Written exercise →
Can you convert every one of the entries below into a Markdown table with the columns "No." and "Text", one numbered row per line, skipping blank lines?

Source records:
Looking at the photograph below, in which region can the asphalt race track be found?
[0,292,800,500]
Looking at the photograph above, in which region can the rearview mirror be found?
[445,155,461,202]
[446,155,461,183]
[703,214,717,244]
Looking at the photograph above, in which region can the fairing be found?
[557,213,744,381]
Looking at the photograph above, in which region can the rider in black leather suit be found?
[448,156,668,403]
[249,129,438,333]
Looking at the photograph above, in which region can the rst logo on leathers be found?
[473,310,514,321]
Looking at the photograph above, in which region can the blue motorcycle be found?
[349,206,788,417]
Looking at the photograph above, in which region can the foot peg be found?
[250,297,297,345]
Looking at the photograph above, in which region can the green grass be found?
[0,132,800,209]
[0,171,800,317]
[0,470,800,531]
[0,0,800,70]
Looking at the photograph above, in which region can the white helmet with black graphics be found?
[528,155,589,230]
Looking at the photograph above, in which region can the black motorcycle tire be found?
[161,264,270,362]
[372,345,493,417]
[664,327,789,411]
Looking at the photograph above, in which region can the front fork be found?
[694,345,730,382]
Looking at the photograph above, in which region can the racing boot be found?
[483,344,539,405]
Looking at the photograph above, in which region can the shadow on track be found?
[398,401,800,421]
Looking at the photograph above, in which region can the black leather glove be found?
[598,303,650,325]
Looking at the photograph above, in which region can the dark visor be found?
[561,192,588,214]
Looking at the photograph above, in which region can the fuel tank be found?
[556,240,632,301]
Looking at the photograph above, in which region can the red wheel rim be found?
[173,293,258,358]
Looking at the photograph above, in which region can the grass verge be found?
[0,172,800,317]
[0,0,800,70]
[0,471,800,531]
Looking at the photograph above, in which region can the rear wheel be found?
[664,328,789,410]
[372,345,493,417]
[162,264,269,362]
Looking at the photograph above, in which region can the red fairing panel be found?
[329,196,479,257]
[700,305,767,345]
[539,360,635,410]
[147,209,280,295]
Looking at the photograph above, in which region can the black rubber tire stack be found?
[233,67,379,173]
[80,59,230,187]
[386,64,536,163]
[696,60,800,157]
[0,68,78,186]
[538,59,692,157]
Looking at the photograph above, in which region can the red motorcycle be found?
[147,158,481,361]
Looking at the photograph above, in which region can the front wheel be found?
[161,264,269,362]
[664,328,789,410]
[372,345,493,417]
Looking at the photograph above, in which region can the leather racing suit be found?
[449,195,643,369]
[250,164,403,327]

Solution to the exercise →
| No. | Text |
|---|---|
| 1 | Looking at the photograph below, in which region can the asphalt race track be found? |
| 2 | [0,292,800,500] |
| 3 | Looking at the photograph above, in which region can the rearview mirror be found? |
| 4 | [445,155,461,202] |
| 5 | [446,155,461,183] |
| 6 | [703,214,717,244] |
| 7 | Looking at the photograph above, in which region can the fairing be found? |
| 8 | [557,213,744,381] |
| 9 | Looking at the photograph above, in which region can the rider in black leather suit be found? |
| 10 | [448,156,668,403] |
| 11 | [249,129,438,333] |
| 12 | Looking at the photograph above, in which region can the rst logo on leathers be found? |
| 13 | [473,310,514,321] |
| 14 | Looking at the photograph above, in which region can the blue motorcycle be found? |
| 15 | [349,206,788,417] |
| 16 | Looking at the photograph above, in which region can the foot peg be found? |
| 17 | [250,297,297,345] |
| 18 | Looking at the photograph above, in which region can the green grass be found? |
| 19 | [0,132,800,209] |
| 20 | [0,171,800,317] |
| 21 | [0,470,800,531] |
| 22 | [0,0,800,70] |
| 23 | Looking at the photograph above, in which region can the white helmet with black graphics be found? |
| 24 | [528,155,589,230] |
| 25 | Looking at the photograph above, in which region can the black motorcycle tire be found? |
| 26 | [161,264,270,362] |
| 27 | [372,345,493,417] |
| 28 | [664,327,789,411] |
| 29 | Looking at the photograph above, in which region can the front fork be found? |
| 30 | [694,345,730,382] |
| 31 | Looking at the photograph above, in which region can the racing boot be found? |
| 32 | [483,344,539,405] |
| 33 | Looking at the photograph above, in which region can the shadow on track be found? |
| 34 | [398,401,800,421] |
| 35 | Looking at the photograph above, in which region can the black leather glove be found? |
| 36 | [598,303,650,325] |
| 37 | Looking at the photograph above, in which region can the dark visor be found? |
| 38 | [561,192,588,214] |
| 39 | Looking at the photograph above, in which region can the fuel tank be found? |
| 40 | [556,240,632,301] |
| 41 | Looking at the photograph above, in which region can the red wheel rim be found? |
| 42 | [173,293,258,358] |
| 43 | Looking at the photograph above, in which region can the grass verge be found? |
| 44 | [0,172,800,317] |
| 45 | [0,0,800,70] |
| 46 | [0,471,800,531] |
| 47 | Looking at the photograph above, in which region can the rear wheel be found? |
| 48 | [664,328,789,410] |
| 49 | [372,345,493,417] |
| 50 | [162,264,269,362] |
| 51 | Looking at the photograph above, in which region can the red fairing panel be found? |
| 52 | [329,196,479,257] |
| 53 | [700,305,767,345] |
| 54 | [539,360,635,410] |
| 55 | [147,209,280,295] |
| 56 | Looking at the photograph above, in which region can the black rubber tire stack be found? |
| 57 | [233,67,379,173] |
| 58 | [80,59,230,187] |
| 59 | [386,64,536,163] |
| 60 | [696,60,800,157] |
| 61 | [0,68,78,186] |
| 62 | [538,59,692,157] |
| 63 | Looking at the photograph above, in which region can the red motorcycle be found? |
| 64 | [147,158,481,361] |
| 65 | Looking at the photograph above, in which region can the front wheel be found? |
| 66 | [161,264,269,362] |
| 67 | [664,328,789,410] |
| 68 | [372,345,493,417] |
| 69 | Looking at the photograph above, in which region can the leather racing suit be found? |
| 70 | [449,195,643,369] |
| 71 | [250,164,403,327] |